Material to process:
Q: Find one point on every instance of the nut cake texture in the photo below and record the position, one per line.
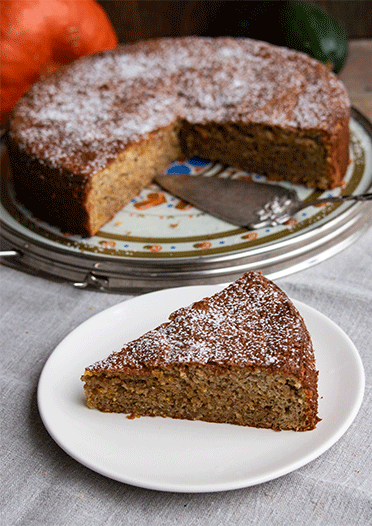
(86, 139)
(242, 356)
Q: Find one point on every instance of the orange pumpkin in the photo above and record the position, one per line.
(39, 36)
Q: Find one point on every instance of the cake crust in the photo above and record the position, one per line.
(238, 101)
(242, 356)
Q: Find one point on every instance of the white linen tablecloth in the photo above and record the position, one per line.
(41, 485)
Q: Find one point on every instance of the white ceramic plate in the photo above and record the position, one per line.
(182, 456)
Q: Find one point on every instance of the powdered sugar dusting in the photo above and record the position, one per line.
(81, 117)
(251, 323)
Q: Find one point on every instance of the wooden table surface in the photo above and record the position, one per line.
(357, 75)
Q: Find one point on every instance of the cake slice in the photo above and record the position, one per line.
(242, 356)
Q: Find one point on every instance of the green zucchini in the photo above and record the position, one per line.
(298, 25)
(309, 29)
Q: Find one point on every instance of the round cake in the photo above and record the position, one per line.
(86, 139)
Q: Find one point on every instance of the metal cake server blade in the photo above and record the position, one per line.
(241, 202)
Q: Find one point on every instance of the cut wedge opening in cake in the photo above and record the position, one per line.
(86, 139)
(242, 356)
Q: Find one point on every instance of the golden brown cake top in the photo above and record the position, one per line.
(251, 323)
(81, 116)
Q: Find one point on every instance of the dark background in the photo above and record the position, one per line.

---

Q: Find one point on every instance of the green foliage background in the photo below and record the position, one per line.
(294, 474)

Aim of the exercise: Can you lay out the listing as a Markdown table with the columns Row and Listing line, starting with the line containing "Q: Find one point on every instance of the white ceramic" and going on through the line containing "Q: Find one point on every instance of the dark", and leaving out blank lines?

Result below:
| Row | Listing line |
|---|---|
| 1 | Q: Find one point on every instance of the white ceramic plate in the photo above and record the position, one per line. |
| 2 | (182, 456) |
| 3 | Q: Find one point on every instance of the powdered sugar dusting in the photo above and record the position, one per line. |
| 4 | (81, 117) |
| 5 | (251, 323) |
| 6 | Q: Find one point on every instance of the wooden table surface in the photo above and record the position, one per line. |
| 7 | (357, 75) |
| 8 | Q: Find one point on every instance of the cake slice in the photo above and record the position, one per line. |
| 9 | (242, 356) |
| 10 | Q: Find one point on every instance of the green zucchini in the photo above and record the position, one per line. |
| 11 | (298, 25) |
| 12 | (309, 29) |
| 13 | Q: Find one point on every instance of the round cake in the photo above and record the position, one per line. |
| 14 | (86, 139) |
| 15 | Q: Find one point on every instance of the metal cake server blade in the photo above and record the position, one per line. |
| 16 | (241, 202) |
| 17 | Q: Find one point on every instance of the cut wedge opening in cake in the photo above and record the position, one per line. |
| 18 | (86, 139) |
| 19 | (242, 356) |
| 20 | Q: Find one point on every instance of the golden brown cake top in the photo above and record the position, one per line. |
| 21 | (251, 323) |
| 22 | (81, 116) |
| 23 | Q: Find one point on every instance of the dark background in the photo above and record the position, one per line. |